▸ **Problem details**: Locate each line of the records below that contains the word "gray" and copy those lines out. Case matters, so count only matches with the same capitalization.

▸ **Records to process**:
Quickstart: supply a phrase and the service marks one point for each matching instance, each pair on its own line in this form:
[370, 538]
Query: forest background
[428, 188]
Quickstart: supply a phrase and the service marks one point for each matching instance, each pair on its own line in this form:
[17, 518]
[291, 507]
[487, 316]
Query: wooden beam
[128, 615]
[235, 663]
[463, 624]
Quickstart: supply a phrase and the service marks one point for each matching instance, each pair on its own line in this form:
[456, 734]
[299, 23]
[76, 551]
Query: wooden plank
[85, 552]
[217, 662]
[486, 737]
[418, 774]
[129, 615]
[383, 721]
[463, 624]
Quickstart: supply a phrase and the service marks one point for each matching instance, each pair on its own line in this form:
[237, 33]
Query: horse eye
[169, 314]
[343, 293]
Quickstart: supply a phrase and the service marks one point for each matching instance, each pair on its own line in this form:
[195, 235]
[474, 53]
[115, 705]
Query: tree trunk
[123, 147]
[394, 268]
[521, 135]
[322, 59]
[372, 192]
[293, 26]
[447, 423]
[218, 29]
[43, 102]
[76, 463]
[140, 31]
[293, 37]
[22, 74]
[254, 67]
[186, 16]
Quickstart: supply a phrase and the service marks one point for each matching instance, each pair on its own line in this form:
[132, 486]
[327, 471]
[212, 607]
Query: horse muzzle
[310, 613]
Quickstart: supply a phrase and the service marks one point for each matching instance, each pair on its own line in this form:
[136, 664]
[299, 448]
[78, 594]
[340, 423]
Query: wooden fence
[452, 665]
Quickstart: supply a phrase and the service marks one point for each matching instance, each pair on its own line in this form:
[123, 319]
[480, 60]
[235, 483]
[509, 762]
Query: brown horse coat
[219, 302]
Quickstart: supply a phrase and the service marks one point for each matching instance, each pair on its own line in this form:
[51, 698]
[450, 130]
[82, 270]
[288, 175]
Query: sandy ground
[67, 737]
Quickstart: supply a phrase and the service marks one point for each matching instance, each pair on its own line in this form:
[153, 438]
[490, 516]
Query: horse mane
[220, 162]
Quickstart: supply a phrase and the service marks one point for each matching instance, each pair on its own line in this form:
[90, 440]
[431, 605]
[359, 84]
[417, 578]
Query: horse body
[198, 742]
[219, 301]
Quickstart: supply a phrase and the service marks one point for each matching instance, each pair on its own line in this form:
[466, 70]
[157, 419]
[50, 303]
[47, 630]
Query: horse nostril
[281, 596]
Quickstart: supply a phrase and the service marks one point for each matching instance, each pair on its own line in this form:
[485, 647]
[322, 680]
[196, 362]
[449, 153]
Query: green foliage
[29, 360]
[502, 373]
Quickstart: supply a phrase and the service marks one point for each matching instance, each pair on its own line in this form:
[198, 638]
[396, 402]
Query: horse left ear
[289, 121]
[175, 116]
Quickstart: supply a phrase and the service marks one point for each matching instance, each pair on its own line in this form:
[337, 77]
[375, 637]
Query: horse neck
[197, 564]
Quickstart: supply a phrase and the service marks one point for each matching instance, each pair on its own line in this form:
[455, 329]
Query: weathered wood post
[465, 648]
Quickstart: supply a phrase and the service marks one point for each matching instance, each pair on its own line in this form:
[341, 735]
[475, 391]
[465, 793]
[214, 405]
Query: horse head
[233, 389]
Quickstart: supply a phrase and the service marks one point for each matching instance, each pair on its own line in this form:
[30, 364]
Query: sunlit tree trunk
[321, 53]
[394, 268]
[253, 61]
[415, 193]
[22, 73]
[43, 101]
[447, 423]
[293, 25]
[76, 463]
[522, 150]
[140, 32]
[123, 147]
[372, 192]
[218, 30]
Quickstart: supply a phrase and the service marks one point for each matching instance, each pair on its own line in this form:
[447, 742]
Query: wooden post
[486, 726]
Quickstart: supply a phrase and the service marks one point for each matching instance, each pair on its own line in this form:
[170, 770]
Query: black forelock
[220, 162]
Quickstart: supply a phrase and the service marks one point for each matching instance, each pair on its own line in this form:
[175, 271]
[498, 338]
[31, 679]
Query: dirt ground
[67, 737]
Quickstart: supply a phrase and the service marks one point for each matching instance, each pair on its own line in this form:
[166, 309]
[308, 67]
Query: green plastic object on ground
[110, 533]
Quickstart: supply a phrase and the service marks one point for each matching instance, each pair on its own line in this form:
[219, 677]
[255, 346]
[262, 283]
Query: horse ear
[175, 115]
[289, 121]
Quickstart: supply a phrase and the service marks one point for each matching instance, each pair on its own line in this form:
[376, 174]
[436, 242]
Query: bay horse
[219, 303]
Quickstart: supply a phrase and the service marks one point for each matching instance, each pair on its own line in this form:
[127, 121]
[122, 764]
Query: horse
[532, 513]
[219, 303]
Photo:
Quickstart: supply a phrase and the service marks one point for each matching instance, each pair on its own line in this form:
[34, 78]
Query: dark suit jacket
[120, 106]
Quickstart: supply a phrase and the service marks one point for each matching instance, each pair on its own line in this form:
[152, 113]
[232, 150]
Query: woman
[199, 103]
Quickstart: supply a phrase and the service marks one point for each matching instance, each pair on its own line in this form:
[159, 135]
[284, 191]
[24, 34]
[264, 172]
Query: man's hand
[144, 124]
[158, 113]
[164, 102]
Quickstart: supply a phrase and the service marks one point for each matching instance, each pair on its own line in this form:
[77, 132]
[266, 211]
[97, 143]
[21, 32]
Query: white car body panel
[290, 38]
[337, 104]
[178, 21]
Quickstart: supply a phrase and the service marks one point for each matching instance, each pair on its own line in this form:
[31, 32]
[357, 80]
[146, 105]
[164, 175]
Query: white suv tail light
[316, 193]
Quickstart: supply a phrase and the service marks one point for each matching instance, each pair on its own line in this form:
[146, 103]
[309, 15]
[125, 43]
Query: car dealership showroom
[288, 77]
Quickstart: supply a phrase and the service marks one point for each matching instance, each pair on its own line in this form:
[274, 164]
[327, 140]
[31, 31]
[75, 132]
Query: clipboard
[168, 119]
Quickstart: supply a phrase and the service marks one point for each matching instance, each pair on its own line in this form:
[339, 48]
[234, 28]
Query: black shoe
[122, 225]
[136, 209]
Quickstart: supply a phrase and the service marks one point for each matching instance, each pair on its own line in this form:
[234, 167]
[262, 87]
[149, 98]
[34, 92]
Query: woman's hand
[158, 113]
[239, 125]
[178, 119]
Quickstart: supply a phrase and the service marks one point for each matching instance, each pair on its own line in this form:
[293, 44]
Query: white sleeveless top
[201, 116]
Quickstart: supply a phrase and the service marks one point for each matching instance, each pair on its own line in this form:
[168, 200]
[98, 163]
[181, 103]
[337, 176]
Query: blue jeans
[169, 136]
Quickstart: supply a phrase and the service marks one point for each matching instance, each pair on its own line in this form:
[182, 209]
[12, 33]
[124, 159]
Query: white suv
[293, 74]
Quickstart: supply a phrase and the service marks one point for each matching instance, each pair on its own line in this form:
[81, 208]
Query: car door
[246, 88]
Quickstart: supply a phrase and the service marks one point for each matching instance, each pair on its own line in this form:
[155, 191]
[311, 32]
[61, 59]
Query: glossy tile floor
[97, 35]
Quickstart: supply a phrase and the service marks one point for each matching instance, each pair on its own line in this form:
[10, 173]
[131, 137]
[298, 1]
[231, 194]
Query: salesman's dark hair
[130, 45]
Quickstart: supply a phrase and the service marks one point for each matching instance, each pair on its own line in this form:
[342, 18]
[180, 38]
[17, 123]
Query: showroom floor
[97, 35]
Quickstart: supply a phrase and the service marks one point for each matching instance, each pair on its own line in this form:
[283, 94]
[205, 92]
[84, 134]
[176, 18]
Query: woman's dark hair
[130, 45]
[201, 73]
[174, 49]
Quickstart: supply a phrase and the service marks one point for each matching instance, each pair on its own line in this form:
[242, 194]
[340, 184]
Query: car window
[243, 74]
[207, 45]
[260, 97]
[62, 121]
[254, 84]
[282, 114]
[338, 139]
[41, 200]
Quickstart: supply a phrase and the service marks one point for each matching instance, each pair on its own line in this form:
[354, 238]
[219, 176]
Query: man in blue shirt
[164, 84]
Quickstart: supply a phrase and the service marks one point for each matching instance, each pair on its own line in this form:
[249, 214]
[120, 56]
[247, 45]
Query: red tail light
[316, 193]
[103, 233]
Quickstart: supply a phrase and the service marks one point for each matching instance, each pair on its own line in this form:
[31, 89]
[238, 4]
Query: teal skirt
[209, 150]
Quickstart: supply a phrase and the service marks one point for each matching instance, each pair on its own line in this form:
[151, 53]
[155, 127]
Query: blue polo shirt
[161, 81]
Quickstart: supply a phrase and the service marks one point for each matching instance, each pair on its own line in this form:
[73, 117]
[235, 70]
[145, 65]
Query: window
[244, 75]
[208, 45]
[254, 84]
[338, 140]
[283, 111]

==

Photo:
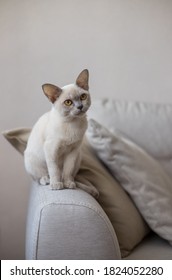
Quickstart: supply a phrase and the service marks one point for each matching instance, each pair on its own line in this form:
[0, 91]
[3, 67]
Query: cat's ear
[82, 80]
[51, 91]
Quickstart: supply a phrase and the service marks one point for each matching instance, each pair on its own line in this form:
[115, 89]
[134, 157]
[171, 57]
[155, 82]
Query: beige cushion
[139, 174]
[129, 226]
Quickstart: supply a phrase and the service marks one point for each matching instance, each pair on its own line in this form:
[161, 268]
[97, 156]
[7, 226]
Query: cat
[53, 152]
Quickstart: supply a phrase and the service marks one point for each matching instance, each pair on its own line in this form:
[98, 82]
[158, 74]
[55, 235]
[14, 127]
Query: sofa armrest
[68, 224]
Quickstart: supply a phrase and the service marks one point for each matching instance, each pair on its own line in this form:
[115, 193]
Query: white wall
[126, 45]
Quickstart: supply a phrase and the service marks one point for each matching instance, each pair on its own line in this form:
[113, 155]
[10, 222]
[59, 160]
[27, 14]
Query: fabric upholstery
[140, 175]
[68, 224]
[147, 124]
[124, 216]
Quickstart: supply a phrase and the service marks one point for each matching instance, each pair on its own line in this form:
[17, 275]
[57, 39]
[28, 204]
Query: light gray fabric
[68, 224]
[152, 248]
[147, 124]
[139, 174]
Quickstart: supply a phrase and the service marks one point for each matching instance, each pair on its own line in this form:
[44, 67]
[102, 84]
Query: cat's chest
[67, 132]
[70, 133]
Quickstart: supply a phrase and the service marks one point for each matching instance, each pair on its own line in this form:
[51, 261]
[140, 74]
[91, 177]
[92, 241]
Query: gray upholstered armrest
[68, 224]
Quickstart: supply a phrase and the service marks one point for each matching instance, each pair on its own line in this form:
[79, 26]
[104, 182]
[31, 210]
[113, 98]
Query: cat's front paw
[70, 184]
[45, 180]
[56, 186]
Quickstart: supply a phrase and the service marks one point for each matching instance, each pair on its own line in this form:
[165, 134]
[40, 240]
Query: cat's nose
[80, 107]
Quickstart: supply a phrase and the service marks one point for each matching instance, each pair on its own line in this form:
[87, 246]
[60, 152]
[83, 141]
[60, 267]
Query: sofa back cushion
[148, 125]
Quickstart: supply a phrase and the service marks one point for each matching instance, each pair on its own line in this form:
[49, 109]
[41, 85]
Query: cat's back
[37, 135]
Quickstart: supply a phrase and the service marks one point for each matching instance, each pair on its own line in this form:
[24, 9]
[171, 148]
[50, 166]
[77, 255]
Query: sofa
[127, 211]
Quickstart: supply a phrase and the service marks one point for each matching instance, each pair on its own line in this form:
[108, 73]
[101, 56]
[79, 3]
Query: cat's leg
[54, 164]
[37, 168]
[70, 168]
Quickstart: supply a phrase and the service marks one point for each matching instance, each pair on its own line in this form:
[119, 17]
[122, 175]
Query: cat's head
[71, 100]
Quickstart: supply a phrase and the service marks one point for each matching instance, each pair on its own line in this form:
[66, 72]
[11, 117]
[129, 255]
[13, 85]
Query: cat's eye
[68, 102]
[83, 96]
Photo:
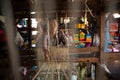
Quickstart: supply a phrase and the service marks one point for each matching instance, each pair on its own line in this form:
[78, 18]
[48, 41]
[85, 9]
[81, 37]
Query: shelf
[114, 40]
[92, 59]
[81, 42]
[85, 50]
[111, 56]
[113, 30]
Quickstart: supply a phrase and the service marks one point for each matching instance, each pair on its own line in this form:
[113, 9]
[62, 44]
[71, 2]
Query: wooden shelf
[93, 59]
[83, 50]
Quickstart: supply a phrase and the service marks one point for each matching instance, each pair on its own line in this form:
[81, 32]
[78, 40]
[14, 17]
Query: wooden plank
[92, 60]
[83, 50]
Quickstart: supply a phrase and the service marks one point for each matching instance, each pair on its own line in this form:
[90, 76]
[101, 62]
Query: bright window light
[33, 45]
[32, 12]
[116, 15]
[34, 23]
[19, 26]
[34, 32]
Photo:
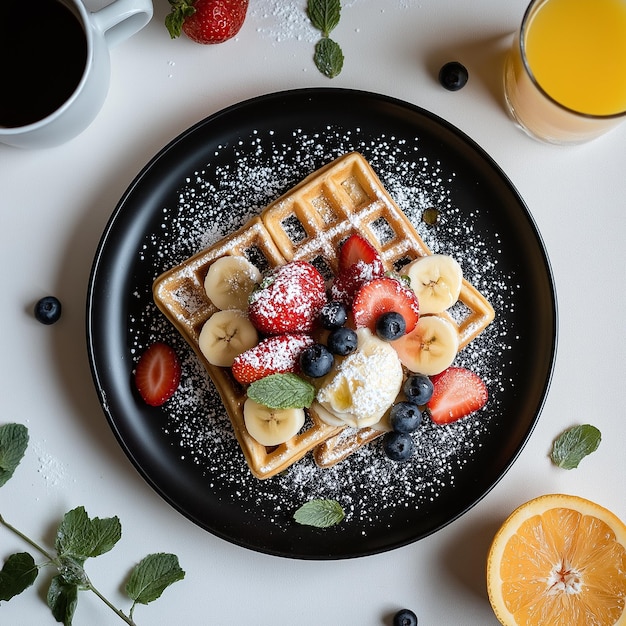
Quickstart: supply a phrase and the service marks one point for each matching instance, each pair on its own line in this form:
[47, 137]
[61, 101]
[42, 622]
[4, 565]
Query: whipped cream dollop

▸ **Answer**:
Query: light gray fabric
Query: gray upholstered armrest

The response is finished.